Entries pointing to named objects:
++++++
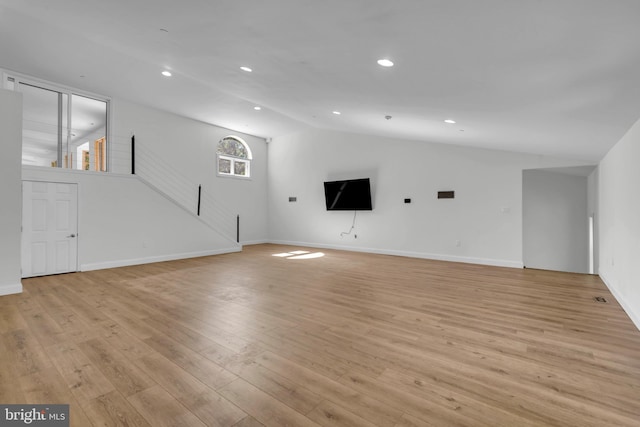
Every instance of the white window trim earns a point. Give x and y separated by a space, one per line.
246 160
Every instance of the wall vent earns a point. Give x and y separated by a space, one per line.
445 194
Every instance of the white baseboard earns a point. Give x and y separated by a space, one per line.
635 317
423 255
161 258
11 289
++++++
Aim: Could you recast the lines of these records as a Markdown table with the columns "Row" and "Line", numbering each row, skipping blank lines, and leaving the pictures out?

Worked answer:
| Row | Line |
|---|---|
| 1 | Every instance of the white window trim earns a point. Give x and y separated by a space, one per line. |
| 2 | 246 160 |
| 3 | Every instance of the wall vent earns a point. Give x and y separated by a space, one per line. |
| 4 | 445 194 |
| 5 | Every instance of the white baseboard earns a point. Give x and y separated by a space, one per line. |
| 6 | 635 317 |
| 7 | 423 255 |
| 8 | 161 258 |
| 9 | 11 289 |